/---
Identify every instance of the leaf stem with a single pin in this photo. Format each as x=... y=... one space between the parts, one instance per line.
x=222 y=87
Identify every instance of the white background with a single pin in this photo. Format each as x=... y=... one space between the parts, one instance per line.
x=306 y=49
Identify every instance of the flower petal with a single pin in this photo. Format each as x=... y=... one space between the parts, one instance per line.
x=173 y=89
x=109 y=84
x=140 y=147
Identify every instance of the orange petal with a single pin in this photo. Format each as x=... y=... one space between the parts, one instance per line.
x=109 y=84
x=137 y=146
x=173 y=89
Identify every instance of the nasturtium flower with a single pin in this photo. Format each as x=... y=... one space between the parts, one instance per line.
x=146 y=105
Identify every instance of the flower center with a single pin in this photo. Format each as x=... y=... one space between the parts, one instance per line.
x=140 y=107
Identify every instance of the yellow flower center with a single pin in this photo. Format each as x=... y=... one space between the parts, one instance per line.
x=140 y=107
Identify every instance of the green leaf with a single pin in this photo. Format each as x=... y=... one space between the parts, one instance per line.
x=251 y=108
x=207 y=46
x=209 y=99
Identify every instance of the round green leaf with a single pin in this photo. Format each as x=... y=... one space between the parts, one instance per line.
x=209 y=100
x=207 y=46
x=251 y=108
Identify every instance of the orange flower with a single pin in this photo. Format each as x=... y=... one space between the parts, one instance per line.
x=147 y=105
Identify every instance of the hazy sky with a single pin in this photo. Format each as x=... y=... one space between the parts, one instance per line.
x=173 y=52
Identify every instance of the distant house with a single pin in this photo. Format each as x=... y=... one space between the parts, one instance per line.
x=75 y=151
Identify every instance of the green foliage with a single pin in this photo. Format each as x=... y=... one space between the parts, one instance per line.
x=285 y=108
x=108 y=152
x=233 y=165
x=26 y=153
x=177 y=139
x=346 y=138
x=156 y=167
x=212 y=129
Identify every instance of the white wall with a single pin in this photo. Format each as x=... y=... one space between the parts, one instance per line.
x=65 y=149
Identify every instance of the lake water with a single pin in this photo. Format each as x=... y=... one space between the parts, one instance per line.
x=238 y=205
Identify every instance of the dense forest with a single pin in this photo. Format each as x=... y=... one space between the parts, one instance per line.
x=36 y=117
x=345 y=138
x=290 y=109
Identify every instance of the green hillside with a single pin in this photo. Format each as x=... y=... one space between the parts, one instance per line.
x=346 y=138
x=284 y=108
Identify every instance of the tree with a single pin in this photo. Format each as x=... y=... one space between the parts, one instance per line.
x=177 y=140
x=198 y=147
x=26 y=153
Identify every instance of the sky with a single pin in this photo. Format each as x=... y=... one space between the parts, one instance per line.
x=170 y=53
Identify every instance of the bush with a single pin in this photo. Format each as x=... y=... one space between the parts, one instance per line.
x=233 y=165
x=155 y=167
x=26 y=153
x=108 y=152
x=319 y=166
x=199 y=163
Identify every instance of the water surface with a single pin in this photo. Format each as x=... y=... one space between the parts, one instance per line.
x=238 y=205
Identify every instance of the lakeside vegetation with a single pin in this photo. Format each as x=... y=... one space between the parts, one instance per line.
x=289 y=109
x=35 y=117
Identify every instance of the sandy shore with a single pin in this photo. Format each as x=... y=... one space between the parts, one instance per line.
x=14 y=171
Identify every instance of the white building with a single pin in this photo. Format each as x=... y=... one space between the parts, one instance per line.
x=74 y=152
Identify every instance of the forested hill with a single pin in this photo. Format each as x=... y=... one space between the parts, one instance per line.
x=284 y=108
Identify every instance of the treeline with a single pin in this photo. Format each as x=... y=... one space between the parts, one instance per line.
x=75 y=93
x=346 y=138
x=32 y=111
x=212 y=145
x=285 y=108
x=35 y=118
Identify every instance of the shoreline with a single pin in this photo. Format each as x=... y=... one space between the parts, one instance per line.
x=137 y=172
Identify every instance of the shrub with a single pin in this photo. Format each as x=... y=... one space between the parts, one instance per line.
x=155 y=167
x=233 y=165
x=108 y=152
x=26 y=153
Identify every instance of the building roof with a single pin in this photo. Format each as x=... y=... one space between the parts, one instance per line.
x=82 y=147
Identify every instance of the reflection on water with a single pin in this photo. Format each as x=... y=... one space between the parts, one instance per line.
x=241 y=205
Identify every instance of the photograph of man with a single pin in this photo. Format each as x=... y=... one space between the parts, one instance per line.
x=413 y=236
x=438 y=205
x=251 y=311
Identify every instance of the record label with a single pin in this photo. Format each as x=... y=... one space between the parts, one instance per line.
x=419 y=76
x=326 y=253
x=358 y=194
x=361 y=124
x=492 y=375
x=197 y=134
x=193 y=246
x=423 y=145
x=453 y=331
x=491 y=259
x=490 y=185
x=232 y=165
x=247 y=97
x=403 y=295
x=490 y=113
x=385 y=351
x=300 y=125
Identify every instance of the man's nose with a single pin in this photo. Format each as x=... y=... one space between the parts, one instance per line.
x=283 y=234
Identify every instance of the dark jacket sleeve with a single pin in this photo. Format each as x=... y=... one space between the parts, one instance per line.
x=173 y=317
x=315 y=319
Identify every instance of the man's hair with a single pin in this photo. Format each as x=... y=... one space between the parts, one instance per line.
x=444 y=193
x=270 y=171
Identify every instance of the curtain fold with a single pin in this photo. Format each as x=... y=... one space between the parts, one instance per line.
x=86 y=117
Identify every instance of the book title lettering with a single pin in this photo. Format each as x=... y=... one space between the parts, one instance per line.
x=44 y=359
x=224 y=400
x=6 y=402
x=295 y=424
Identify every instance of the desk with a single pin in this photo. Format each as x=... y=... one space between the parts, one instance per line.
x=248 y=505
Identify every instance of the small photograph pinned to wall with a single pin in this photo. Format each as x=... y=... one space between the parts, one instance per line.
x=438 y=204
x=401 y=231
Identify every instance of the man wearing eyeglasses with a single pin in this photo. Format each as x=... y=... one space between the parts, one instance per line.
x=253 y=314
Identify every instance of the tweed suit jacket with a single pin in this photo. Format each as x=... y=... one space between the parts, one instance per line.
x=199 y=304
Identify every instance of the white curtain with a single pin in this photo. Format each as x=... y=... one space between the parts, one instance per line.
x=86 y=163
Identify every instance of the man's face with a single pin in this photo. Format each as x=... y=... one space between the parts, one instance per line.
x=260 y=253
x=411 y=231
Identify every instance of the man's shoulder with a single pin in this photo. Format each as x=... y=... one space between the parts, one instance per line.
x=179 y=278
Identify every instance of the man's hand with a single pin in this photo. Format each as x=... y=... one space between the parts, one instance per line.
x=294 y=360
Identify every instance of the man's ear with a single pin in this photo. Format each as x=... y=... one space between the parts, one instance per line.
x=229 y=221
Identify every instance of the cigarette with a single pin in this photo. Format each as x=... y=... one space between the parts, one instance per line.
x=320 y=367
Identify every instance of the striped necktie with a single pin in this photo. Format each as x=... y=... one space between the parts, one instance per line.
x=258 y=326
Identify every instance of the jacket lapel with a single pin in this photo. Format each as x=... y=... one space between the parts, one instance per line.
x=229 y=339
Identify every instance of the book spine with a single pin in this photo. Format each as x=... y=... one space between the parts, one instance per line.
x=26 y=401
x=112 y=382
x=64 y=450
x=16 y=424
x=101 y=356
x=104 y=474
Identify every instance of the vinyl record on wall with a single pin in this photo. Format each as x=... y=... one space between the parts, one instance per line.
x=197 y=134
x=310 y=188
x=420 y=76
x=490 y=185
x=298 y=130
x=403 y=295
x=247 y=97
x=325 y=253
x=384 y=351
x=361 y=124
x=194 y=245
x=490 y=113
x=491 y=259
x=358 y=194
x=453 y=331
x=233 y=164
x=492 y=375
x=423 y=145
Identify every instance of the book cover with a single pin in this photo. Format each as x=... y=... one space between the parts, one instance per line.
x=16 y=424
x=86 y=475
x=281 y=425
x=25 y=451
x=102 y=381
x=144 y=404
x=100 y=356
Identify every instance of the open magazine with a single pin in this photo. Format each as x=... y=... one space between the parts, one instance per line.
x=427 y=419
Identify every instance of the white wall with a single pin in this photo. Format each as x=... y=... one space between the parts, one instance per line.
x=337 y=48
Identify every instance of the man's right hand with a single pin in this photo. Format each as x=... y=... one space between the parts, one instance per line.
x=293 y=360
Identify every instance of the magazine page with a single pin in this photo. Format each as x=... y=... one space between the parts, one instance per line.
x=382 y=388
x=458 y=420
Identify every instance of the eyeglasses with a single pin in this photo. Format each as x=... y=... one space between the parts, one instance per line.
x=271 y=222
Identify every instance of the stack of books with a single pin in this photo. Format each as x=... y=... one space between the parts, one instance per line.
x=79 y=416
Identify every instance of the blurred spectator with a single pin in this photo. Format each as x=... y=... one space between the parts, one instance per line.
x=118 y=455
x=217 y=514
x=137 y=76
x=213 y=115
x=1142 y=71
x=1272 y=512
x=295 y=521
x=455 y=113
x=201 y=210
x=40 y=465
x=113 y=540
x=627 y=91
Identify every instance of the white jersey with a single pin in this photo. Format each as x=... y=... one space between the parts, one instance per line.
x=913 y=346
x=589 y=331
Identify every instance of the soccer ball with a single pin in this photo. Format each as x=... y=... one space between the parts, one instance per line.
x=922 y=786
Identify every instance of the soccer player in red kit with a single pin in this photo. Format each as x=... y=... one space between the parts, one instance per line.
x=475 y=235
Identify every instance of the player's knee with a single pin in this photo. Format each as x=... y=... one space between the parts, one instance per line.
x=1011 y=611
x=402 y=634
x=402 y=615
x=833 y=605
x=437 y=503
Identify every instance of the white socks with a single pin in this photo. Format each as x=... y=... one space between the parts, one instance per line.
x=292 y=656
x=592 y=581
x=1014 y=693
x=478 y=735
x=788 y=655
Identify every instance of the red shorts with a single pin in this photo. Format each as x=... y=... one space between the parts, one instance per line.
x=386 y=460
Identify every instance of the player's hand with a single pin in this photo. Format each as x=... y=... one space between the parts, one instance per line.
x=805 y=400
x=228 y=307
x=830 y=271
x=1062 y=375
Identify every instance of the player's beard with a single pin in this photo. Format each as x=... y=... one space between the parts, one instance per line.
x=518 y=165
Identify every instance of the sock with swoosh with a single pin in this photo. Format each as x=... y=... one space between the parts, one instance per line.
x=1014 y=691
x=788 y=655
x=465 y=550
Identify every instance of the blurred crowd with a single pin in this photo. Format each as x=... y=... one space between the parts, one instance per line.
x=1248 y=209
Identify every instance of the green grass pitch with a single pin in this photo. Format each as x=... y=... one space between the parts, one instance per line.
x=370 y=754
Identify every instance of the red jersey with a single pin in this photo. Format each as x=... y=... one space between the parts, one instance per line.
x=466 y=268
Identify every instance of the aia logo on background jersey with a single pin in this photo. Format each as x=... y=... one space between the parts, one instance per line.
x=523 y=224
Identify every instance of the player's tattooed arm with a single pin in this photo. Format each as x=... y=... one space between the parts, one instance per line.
\---
* Task to carry out: Can you reproduce the records word for word, starting at the line that contains "Identify every instance of the soccer ball" and stopping after the line that contains "x=465 y=550"?

* Answer to the task:
Identify every instance of the soccer ball with a single pin in this photo. Format each as x=... y=... one space between the parts, one instance per line.
x=922 y=786
Identify every instance of the soccer player in red kit with a single pin in this photo. Format each as x=... y=... one space between the parts, one instance per line.
x=475 y=235
Identify every instance of the player's knee with a single pin in this photo. Format each as x=... y=... one space between the parts, one instance per line.
x=1011 y=611
x=402 y=634
x=402 y=615
x=833 y=605
x=437 y=503
Identify every instance of the white socks with a single pin in this photo. Format each as x=... y=... one space between the parts, one instance per line.
x=292 y=656
x=592 y=581
x=1014 y=693
x=478 y=735
x=788 y=655
Identify every instance of the red shorts with a single pin in this photo. Format each as x=... y=... one space between the parts, one instance per line.
x=386 y=460
Identify every instance of the player's hand with a single pin in this photo. Format each as x=... y=... one space between the parts, one instance per line.
x=805 y=400
x=228 y=307
x=830 y=271
x=1062 y=375
Identify every instance of the player's beard with a single pin in this photo. Format each as x=... y=... one space between the parts, one instance per line.
x=518 y=165
Identify every instance of the sock with swoosh with a single pin in this photo. Format each as x=... y=... one space between the parts, one instance per line.
x=1014 y=691
x=788 y=655
x=465 y=550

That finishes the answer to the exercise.